DOCUMENT SEGMENT ->
* BEGIN *

It is a pretty fall this year. Lots of cool nights with little frost have allowed the leaves to turn deeply and gradually into the colors that make everyone happy. A quick hard frost usually just torches them into an unexciting brown, but we have a lot of yellow, orange, and red coloring the timber stands right now. We’re not quite at the peak of fall foliage, so it will probably get really vibrant if we can dodge one more round of frost this weekend.

This week we will truly feel the temperatures drop to the cooler side of autumn. We’ve been lucky to have temperatures above 60F and dry weather to push ahead with all of our work. The pleasant weather helped us finish refurbishing the little building in Mount Vernon where Andrew is tacking down the tar paper for the roof in the introductory image. Overnight we got some much needed rain, but we will soon see the daytime highs drop ten or twenty degrees. There have only been two patchy frosts so far, so the bees haven’t really been tested for cool weather resiliency.

This is all another way of saying that we will soon find out if most of the bees have adequate health and the “fat bodies” that allow them to stay healthy and warm going into winter. If not, the clusters start to progressively dwindle or simply collapse to the bottom board of the hive. It looks like we are surviving the fall mite emergence well, however, so our odds are good. For years we assumed that varroa mites lived like little vampires sucking the “blood” out of bees, but they actually feast on the fat bodies that are most crucial during the winter for thermoregulation/survival.

Naturally we have plenty of projects to finish up before the winter descends. The organic acid applications for cleaning up the mites are ongoing, supplemental feeding is underway now that the flowers are basically gone, and we haven’t even started to roundup the bees for their journey to California.

We have squeezed in some time to enjoy the traditional harvest season too. Here is Andrew with some of our honey in an orchard store when we went apple picking a couple of weekends ago.

The honeystick jars caught his eye quickly when we were standing in line!

* END *

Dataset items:
* BEGIN *

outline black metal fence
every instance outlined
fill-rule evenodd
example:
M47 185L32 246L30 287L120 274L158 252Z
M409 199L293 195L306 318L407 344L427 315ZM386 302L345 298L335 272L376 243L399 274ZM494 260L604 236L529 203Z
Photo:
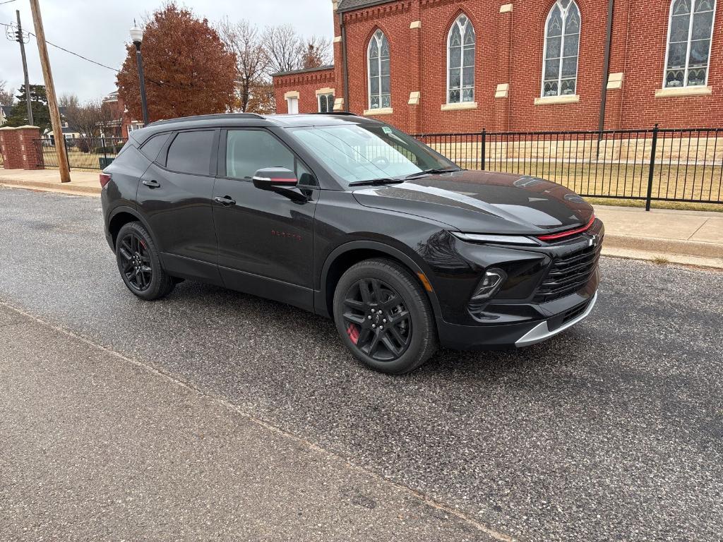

* END *

DIRECTIONS -> According to the fall beekeeping update, what do varroa mites actually feed on?

EXERCISE ANSWER -> They feed on the bees' fat bodies, which are most crucial during the winter for thermoregulation and survival.